=== REQUEST ===
List every line below that contains the string "bridge", copying each one in full. Case counts.

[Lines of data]
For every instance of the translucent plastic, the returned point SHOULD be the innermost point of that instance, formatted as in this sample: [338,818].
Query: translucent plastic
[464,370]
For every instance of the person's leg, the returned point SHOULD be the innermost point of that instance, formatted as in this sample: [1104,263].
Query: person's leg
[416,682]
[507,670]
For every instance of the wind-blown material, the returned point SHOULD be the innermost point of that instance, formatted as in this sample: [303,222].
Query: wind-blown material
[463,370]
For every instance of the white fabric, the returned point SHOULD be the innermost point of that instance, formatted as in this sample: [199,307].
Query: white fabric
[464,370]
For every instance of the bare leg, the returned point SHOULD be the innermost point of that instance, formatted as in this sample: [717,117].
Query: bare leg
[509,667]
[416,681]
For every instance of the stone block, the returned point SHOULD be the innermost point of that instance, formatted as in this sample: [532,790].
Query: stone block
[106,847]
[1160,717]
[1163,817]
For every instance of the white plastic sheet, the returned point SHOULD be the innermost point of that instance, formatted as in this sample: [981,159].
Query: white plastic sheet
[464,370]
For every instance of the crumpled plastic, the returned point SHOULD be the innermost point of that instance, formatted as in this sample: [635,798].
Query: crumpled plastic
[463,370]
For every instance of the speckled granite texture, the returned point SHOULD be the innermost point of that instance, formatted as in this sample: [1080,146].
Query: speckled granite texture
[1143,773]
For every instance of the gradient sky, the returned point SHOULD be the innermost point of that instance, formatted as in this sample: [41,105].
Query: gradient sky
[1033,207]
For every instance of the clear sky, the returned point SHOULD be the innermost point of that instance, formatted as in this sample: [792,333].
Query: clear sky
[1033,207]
==
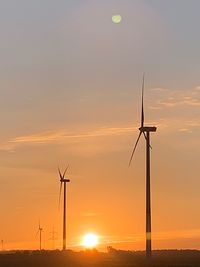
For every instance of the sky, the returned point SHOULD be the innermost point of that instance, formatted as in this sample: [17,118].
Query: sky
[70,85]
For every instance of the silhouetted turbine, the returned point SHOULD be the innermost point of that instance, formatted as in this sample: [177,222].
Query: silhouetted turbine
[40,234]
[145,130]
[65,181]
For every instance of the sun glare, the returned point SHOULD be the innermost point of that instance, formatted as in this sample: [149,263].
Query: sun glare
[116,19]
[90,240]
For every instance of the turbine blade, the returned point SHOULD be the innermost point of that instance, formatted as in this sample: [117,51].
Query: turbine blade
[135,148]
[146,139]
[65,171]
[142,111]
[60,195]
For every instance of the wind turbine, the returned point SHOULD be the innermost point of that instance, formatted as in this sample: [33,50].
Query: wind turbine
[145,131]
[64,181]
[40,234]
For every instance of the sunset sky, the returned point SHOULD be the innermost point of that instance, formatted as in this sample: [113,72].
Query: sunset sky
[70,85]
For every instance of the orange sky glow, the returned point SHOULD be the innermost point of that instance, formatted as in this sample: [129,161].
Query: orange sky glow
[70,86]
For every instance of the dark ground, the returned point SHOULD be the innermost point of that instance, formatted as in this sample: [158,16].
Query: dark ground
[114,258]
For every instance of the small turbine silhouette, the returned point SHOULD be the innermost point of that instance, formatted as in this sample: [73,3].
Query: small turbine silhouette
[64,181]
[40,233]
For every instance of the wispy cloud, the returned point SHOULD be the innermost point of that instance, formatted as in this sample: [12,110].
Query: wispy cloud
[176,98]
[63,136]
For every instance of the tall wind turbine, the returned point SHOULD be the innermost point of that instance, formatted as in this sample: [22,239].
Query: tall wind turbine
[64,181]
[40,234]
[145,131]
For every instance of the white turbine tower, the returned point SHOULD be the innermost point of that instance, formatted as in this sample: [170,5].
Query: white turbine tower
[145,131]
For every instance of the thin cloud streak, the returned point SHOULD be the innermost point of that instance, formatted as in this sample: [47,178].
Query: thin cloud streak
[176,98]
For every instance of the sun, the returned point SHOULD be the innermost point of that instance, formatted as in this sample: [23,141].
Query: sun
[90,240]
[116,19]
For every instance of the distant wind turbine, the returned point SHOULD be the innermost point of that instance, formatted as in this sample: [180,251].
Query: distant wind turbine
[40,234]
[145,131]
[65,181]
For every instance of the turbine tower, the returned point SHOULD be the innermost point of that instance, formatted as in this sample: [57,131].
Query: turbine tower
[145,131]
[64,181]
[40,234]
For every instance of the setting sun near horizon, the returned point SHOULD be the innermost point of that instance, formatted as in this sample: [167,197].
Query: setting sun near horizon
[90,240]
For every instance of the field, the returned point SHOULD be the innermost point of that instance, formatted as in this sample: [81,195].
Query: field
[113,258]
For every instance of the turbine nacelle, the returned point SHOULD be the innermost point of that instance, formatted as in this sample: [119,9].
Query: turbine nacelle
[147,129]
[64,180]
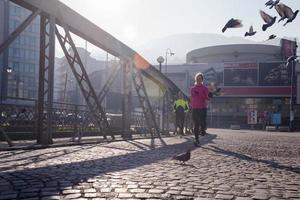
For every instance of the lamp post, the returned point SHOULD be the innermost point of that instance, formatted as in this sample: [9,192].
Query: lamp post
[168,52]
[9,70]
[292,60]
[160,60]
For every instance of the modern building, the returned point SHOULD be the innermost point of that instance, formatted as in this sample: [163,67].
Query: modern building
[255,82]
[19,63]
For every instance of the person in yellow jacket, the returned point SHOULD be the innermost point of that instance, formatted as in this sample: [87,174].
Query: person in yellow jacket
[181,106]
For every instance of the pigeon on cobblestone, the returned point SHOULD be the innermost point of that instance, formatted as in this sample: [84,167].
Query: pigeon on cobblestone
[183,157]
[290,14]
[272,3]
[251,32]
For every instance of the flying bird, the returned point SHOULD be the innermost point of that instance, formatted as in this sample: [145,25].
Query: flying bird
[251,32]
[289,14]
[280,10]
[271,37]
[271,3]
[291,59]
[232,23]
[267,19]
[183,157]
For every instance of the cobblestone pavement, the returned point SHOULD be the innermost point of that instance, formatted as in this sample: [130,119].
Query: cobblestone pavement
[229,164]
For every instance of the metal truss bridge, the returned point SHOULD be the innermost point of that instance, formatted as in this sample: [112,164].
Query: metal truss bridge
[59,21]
...
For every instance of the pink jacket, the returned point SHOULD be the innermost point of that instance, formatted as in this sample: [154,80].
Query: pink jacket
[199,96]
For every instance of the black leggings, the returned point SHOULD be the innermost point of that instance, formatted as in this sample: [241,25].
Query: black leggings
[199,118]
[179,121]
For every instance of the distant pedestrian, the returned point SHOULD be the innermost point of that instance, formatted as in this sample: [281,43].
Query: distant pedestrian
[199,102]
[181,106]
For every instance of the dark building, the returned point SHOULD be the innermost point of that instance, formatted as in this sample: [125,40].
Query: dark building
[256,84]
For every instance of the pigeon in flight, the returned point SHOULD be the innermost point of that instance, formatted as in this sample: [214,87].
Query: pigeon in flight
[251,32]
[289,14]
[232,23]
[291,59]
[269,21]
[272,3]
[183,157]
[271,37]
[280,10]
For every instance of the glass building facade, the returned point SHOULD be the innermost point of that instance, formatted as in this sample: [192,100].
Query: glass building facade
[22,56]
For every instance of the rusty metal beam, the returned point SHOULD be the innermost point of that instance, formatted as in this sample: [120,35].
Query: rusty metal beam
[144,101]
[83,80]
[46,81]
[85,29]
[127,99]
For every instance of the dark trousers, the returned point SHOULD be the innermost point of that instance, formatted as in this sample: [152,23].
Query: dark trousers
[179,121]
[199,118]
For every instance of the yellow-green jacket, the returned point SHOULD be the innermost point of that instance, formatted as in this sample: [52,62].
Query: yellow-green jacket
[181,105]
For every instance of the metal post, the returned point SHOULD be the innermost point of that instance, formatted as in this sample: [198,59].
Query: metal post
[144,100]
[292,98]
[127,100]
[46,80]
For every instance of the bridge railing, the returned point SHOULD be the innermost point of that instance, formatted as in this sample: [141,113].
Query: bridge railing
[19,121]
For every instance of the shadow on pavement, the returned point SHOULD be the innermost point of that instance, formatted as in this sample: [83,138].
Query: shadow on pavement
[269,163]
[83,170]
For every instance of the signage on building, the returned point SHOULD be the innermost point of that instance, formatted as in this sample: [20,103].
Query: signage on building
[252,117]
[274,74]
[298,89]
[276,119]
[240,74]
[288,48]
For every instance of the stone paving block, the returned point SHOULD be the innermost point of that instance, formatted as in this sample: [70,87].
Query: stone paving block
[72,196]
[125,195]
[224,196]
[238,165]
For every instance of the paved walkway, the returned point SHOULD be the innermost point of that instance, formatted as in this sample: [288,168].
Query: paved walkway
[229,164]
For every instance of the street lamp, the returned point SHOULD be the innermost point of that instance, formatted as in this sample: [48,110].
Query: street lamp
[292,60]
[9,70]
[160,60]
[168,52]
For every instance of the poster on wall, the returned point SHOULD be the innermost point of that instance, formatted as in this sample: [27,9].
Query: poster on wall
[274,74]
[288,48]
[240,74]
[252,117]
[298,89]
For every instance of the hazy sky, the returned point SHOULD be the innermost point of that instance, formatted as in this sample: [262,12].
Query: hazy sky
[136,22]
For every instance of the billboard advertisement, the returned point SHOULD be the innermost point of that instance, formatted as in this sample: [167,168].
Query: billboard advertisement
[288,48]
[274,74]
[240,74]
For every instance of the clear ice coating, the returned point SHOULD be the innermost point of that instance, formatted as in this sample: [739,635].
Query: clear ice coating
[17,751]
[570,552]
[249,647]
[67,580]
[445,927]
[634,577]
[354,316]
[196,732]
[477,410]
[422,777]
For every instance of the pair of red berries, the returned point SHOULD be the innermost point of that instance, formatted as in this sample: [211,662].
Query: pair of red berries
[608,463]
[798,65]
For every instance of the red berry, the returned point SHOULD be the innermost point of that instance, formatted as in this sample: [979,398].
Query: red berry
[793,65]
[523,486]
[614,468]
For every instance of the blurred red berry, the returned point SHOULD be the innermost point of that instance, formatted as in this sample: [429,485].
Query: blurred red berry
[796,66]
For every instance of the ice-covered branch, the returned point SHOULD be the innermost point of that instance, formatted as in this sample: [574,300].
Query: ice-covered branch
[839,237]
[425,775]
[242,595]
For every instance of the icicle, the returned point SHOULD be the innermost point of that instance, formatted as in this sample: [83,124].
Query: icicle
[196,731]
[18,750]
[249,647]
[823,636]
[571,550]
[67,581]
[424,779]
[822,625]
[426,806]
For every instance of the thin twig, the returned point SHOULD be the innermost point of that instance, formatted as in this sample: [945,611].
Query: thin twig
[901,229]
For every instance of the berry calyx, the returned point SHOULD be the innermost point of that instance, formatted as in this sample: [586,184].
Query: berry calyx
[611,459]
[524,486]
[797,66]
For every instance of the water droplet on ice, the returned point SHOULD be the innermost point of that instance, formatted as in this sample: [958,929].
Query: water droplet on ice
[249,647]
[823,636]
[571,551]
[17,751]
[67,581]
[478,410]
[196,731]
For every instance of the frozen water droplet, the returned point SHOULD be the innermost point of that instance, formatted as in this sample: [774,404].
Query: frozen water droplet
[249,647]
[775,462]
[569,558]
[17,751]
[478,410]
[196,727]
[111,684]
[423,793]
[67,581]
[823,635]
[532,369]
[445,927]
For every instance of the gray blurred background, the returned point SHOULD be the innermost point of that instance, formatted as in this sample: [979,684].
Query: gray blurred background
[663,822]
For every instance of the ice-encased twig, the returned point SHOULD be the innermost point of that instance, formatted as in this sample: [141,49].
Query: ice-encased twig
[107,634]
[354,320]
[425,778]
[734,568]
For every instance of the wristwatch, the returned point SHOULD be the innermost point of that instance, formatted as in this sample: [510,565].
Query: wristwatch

=== EXERCISE RESULT ===
For every instance of the metal truss bridge, the returned point SHOULD be the innermost point of that instance, formatted as in this sample: [112,164].
Query: metal truss bridge
For every instance of the bridge railing, the returned point SHOULD be the innermost point of that instance, formatted as in this sample: [141,113].
Query: bridge railing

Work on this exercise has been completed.